_To do_
Please begin with the line containing "Can you find the hockey glove?" and reproduce each line exactly until the records below end, without any pictures.

-------------------------

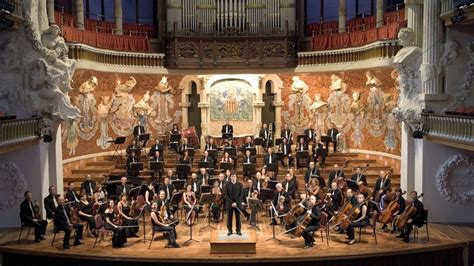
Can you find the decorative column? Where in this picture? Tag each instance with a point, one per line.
(50, 10)
(80, 14)
(432, 38)
(118, 17)
(379, 14)
(342, 15)
(414, 15)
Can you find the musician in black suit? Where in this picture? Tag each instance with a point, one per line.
(132, 159)
(332, 132)
(156, 147)
(312, 172)
(285, 149)
(302, 146)
(286, 133)
(227, 128)
(336, 174)
(248, 159)
(310, 134)
(281, 202)
(71, 194)
(88, 186)
(313, 224)
(358, 176)
(62, 222)
(123, 188)
(29, 216)
(50, 202)
(233, 202)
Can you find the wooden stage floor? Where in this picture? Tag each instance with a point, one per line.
(441, 237)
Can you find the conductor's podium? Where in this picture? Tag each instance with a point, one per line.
(221, 243)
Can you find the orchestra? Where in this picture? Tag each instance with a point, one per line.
(120, 214)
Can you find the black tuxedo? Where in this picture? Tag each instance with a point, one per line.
(334, 175)
(361, 178)
(27, 214)
(227, 129)
(72, 196)
(50, 206)
(233, 194)
(62, 222)
(88, 186)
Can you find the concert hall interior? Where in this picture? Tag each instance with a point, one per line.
(315, 132)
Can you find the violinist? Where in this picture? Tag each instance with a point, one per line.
(281, 202)
(216, 205)
(285, 149)
(190, 202)
(119, 237)
(336, 174)
(418, 218)
(62, 222)
(132, 158)
(124, 210)
(159, 225)
(313, 172)
(88, 186)
(71, 194)
(30, 216)
(382, 185)
(358, 176)
(361, 221)
(85, 212)
(51, 202)
(315, 213)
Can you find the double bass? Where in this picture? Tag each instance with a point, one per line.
(406, 215)
(387, 215)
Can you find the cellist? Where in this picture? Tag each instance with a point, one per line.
(361, 221)
(417, 219)
(313, 225)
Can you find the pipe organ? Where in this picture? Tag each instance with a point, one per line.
(230, 16)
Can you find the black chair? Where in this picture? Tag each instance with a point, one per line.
(425, 223)
(23, 225)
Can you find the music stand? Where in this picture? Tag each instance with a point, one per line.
(116, 144)
(178, 184)
(231, 150)
(183, 169)
(258, 206)
(226, 165)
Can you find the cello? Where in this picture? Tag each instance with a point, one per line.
(387, 215)
(406, 215)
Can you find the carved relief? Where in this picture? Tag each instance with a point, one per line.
(455, 179)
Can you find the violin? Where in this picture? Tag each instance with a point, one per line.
(387, 215)
(406, 215)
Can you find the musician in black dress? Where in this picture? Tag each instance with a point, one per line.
(30, 216)
(85, 212)
(332, 132)
(358, 176)
(62, 222)
(160, 225)
(418, 219)
(125, 210)
(315, 213)
(361, 221)
(233, 202)
(50, 202)
(88, 186)
(119, 237)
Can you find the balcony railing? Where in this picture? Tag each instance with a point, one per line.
(17, 131)
(79, 51)
(378, 50)
(457, 128)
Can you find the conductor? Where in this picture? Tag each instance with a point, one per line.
(233, 202)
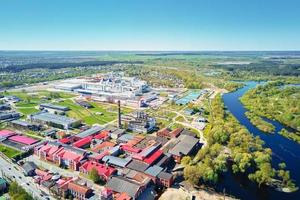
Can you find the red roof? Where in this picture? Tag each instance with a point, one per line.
(82, 142)
(164, 131)
(176, 132)
(123, 196)
(69, 155)
(6, 133)
(153, 157)
(65, 140)
(101, 155)
(102, 169)
(106, 192)
(49, 149)
(41, 172)
(103, 145)
(78, 188)
(130, 149)
(102, 135)
(23, 139)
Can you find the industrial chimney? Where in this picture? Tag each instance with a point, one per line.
(119, 114)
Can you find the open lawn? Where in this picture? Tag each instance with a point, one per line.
(100, 114)
(9, 152)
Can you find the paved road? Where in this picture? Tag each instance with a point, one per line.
(67, 173)
(14, 172)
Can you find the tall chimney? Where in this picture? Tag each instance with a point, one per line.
(119, 114)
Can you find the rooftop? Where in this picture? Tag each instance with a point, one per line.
(81, 189)
(23, 139)
(153, 170)
(137, 165)
(120, 162)
(123, 185)
(56, 107)
(92, 131)
(6, 133)
(184, 146)
(57, 119)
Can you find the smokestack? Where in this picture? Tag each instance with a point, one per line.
(119, 114)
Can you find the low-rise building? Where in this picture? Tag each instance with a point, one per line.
(142, 123)
(122, 185)
(54, 120)
(80, 192)
(186, 144)
(104, 171)
(53, 108)
(3, 185)
(29, 168)
(21, 124)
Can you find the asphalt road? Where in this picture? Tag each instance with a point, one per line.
(14, 172)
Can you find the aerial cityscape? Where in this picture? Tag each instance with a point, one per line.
(158, 100)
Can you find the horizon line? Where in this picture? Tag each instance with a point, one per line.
(114, 50)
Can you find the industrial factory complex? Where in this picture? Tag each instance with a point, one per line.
(134, 155)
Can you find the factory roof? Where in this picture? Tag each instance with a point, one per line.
(120, 162)
(120, 185)
(6, 133)
(153, 170)
(184, 146)
(23, 139)
(102, 169)
(82, 142)
(57, 119)
(126, 137)
(92, 131)
(165, 175)
(153, 157)
(137, 165)
(55, 107)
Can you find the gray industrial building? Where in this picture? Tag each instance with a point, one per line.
(54, 120)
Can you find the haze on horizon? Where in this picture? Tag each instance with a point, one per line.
(191, 25)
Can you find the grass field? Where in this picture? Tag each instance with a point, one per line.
(100, 114)
(31, 100)
(9, 152)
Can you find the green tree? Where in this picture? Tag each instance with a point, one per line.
(94, 176)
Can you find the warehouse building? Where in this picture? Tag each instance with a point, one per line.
(54, 120)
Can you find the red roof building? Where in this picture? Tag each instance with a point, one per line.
(80, 192)
(176, 132)
(47, 151)
(104, 171)
(22, 139)
(83, 142)
(163, 132)
(70, 158)
(103, 135)
(169, 134)
(153, 157)
(6, 133)
(103, 146)
(66, 140)
(123, 196)
(130, 149)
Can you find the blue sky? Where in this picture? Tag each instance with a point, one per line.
(150, 25)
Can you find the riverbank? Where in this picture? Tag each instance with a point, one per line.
(283, 150)
(260, 123)
(180, 194)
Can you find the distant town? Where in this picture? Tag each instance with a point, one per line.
(52, 143)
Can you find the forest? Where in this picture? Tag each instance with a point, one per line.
(231, 147)
(273, 100)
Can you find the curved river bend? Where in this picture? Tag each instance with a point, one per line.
(284, 150)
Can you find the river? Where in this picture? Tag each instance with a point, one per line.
(284, 150)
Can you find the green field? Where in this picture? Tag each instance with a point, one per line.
(9, 152)
(30, 100)
(100, 114)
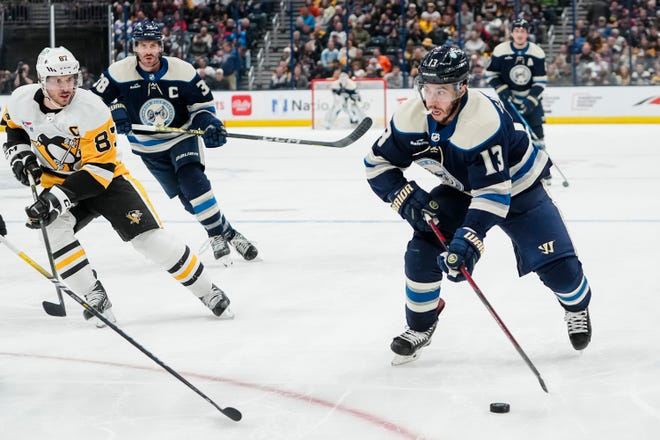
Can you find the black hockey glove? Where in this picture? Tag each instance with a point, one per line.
(215, 134)
(121, 118)
(50, 204)
(465, 249)
(528, 105)
(23, 162)
(410, 202)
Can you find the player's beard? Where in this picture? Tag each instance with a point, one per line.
(444, 116)
(149, 62)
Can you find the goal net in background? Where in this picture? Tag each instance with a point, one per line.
(373, 103)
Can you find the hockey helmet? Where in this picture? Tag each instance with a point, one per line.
(57, 61)
(147, 30)
(444, 65)
(520, 23)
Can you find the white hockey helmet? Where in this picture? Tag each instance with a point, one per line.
(57, 61)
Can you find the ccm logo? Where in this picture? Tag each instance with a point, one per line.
(241, 105)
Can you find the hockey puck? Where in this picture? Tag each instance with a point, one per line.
(499, 407)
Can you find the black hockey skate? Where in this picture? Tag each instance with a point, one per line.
(579, 328)
(98, 299)
(218, 302)
(407, 345)
(242, 245)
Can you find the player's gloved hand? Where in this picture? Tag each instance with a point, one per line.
(410, 202)
(23, 163)
(3, 227)
(465, 249)
(215, 134)
(528, 105)
(505, 95)
(121, 118)
(51, 203)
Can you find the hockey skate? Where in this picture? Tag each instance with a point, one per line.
(408, 345)
(218, 302)
(221, 249)
(242, 245)
(579, 328)
(98, 299)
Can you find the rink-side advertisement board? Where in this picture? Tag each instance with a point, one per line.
(563, 105)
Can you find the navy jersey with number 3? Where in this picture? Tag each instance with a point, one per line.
(172, 97)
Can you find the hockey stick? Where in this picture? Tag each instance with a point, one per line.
(535, 138)
(50, 308)
(443, 242)
(356, 134)
(230, 412)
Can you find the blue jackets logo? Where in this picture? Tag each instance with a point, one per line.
(157, 111)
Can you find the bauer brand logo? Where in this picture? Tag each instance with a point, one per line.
(241, 105)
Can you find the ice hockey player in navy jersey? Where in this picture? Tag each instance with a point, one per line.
(489, 176)
(517, 73)
(151, 89)
(63, 137)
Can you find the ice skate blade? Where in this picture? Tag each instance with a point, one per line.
(227, 314)
(107, 315)
(402, 360)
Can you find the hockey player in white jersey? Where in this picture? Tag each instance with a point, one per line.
(151, 89)
(345, 98)
(64, 138)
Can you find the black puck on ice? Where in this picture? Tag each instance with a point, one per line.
(499, 407)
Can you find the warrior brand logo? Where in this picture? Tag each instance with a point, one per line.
(134, 216)
(419, 142)
(157, 111)
(547, 248)
(241, 105)
(401, 196)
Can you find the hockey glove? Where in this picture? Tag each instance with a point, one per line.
(121, 118)
(410, 202)
(50, 204)
(505, 95)
(465, 249)
(528, 105)
(23, 162)
(215, 134)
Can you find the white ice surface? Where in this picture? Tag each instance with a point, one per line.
(307, 356)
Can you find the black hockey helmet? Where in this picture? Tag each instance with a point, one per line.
(520, 23)
(444, 65)
(147, 30)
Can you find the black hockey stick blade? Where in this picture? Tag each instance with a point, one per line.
(53, 309)
(356, 134)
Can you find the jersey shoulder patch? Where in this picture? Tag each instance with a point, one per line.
(535, 51)
(124, 70)
(179, 70)
(89, 110)
(477, 122)
(407, 117)
(502, 49)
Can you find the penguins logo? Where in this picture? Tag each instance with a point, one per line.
(134, 216)
(63, 152)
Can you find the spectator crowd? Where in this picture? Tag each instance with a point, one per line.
(613, 45)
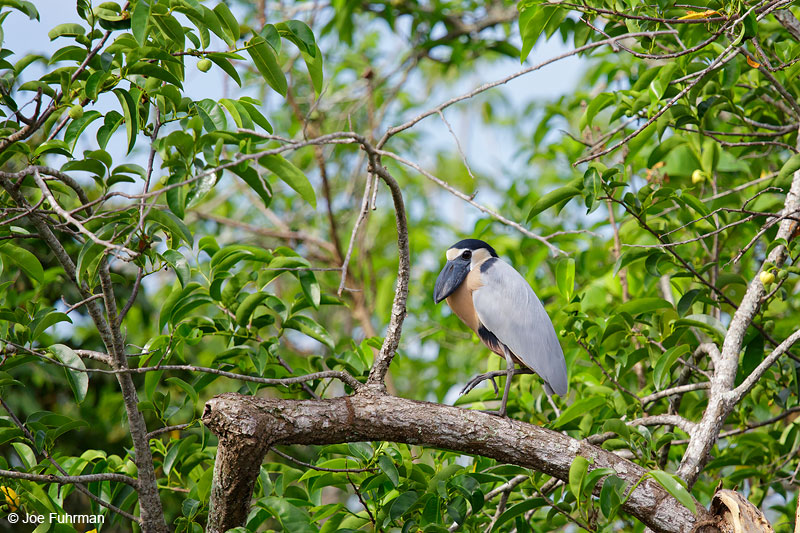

-------------------------

_Response below_
Can you find the hockey glove? Where in this picture? Tag each instance with a point, one per line.
(121, 118)
(410, 202)
(50, 204)
(505, 95)
(465, 249)
(528, 105)
(23, 162)
(215, 134)
Can you find the white ice surface? Where in this picture? Tag each instance with a point, one per line.
(307, 356)
Can you find the black hockey helmet? Where in this picture? Tag each instance with a point, one per line.
(520, 23)
(444, 65)
(147, 30)
Can you find the black hockey stick blade? Where in this picture? Tag each instance with a point, one per line.
(53, 309)
(356, 134)
Can you find the jersey shoulder patch? Where in this picture? Tag each instance with a point, one per line.
(535, 51)
(124, 70)
(179, 70)
(89, 110)
(477, 122)
(407, 117)
(502, 49)
Can you find the penguins logo? Where in this picture? Tag each instance with a point, one per line.
(134, 216)
(63, 152)
Can you find the spectator crowd? Where in this picture? Tag each instance with a point, one per line.
(613, 45)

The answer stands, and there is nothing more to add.